▼
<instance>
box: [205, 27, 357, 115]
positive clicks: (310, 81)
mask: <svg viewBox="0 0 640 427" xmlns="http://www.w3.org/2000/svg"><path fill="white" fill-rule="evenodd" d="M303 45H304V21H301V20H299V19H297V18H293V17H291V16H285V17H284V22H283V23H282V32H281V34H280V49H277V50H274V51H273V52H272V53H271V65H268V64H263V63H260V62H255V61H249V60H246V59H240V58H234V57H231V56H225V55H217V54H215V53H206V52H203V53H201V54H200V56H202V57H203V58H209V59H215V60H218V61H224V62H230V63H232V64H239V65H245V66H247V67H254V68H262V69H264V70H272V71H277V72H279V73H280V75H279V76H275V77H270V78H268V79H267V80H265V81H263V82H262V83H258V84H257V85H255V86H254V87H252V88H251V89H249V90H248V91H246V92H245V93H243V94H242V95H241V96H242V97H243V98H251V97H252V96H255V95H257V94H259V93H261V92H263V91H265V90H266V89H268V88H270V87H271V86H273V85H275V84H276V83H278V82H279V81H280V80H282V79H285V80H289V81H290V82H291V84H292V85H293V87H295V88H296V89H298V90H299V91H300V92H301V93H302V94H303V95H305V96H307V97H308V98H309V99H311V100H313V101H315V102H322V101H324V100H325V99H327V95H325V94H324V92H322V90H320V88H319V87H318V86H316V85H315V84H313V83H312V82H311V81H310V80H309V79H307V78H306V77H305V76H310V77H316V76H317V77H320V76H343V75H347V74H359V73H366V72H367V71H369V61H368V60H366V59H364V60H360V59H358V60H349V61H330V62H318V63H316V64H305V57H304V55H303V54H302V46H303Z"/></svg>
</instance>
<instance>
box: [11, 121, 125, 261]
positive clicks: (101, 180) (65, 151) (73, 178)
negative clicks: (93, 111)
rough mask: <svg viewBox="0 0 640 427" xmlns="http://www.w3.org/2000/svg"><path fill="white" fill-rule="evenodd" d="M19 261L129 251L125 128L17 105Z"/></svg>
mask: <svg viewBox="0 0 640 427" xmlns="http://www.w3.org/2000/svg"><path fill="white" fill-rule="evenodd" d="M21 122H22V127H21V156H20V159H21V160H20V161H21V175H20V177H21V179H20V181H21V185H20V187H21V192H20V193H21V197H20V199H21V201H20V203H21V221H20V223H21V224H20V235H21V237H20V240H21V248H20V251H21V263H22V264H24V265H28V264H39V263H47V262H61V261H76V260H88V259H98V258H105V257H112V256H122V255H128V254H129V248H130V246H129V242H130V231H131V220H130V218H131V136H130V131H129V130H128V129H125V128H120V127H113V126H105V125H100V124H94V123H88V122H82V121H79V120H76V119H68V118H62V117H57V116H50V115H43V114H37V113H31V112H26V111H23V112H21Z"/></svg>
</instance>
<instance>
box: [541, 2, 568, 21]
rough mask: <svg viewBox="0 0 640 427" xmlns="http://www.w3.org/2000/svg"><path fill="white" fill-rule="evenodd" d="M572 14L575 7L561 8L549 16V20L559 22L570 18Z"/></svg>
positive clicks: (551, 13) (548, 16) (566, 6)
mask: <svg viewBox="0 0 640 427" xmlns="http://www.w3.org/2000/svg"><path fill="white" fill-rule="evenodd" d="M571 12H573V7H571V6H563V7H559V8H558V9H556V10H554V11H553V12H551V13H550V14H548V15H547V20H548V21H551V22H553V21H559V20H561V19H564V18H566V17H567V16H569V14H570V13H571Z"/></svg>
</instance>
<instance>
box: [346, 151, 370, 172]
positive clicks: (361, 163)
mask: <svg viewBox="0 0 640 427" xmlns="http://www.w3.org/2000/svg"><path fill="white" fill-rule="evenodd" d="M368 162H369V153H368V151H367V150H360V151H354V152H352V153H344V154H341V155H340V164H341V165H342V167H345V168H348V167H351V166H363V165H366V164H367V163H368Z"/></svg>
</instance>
▲
◆ **TASK**
Your task is to repeat the entries exactly.

◆ **ANSWER BOX**
<instance>
box: [205, 27, 357, 115]
positive clicks: (310, 81)
mask: <svg viewBox="0 0 640 427" xmlns="http://www.w3.org/2000/svg"><path fill="white" fill-rule="evenodd" d="M303 45H304V21H301V20H299V19H297V18H293V17H291V16H285V17H284V22H283V23H282V32H281V34H280V49H277V50H274V51H273V52H272V53H271V65H268V64H263V63H260V62H255V61H249V60H246V59H240V58H234V57H231V56H225V55H217V54H215V53H206V52H203V53H201V54H200V56H202V57H203V58H209V59H215V60H218V61H224V62H230V63H232V64H239V65H245V66H247V67H254V68H262V69H264V70H272V71H277V72H279V73H280V75H279V76H275V77H270V78H268V79H267V80H265V81H263V82H262V83H258V84H257V85H255V86H254V87H252V88H251V89H249V90H248V91H246V92H245V93H243V94H242V95H241V96H242V97H243V98H251V97H252V96H255V95H257V94H259V93H261V92H263V91H265V90H266V89H268V88H270V87H271V86H273V85H275V84H276V83H278V82H279V81H280V80H282V79H285V80H289V81H290V82H291V84H292V85H293V87H295V88H296V89H298V90H299V91H300V92H301V93H302V94H303V95H305V96H307V97H308V98H309V99H311V100H313V101H315V102H322V101H324V100H325V99H327V95H325V94H324V92H322V90H320V88H319V87H318V86H316V85H315V84H313V83H312V82H311V81H310V80H309V79H307V78H306V77H305V76H310V77H316V76H317V77H320V76H343V75H347V74H359V73H366V72H367V71H369V61H368V60H366V59H364V60H360V59H358V60H349V61H330V62H318V63H316V64H305V57H304V55H303V54H302V46H303Z"/></svg>
</instance>
<instance>
box: [11, 121, 125, 261]
positive clicks: (101, 180) (65, 151) (73, 178)
negative clicks: (93, 111)
rough mask: <svg viewBox="0 0 640 427" xmlns="http://www.w3.org/2000/svg"><path fill="white" fill-rule="evenodd" d="M19 261L129 251L125 128L17 105Z"/></svg>
mask: <svg viewBox="0 0 640 427" xmlns="http://www.w3.org/2000/svg"><path fill="white" fill-rule="evenodd" d="M21 122H22V127H21V156H20V159H21V160H20V161H21V175H20V177H21V179H20V181H21V185H20V187H21V192H20V193H21V197H20V199H21V201H20V203H21V221H20V223H21V224H20V235H21V237H20V240H21V248H20V251H21V263H22V264H24V265H28V264H39V263H47V262H61V261H76V260H88V259H98V258H105V257H112V256H122V255H128V254H129V248H130V246H129V242H130V231H131V220H130V218H131V136H130V131H129V130H128V129H125V128H120V127H113V126H105V125H100V124H94V123H88V122H82V121H79V120H76V119H68V118H62V117H57V116H50V115H43V114H37V113H31V112H26V111H23V112H21Z"/></svg>
</instance>
<instance>
box: [541, 2, 568, 21]
rough mask: <svg viewBox="0 0 640 427" xmlns="http://www.w3.org/2000/svg"><path fill="white" fill-rule="evenodd" d="M572 14L575 7L561 8L549 16V20L559 22L570 18Z"/></svg>
positive clicks: (551, 13) (548, 16) (566, 6)
mask: <svg viewBox="0 0 640 427" xmlns="http://www.w3.org/2000/svg"><path fill="white" fill-rule="evenodd" d="M571 12H573V7H571V6H563V7H559V8H558V9H556V10H554V11H553V12H551V13H550V14H548V15H547V20H548V21H551V22H553V21H559V20H561V19H564V18H566V17H567V16H569V14H570V13H571Z"/></svg>
</instance>
<instance>
box: [346, 151, 370, 172]
positive clicks: (361, 163)
mask: <svg viewBox="0 0 640 427" xmlns="http://www.w3.org/2000/svg"><path fill="white" fill-rule="evenodd" d="M368 162H369V153H368V151H367V150H360V151H354V152H352V153H344V154H341V155H340V164H341V165H342V167H345V168H348V167H351V166H363V165H366V164H367V163H368Z"/></svg>
</instance>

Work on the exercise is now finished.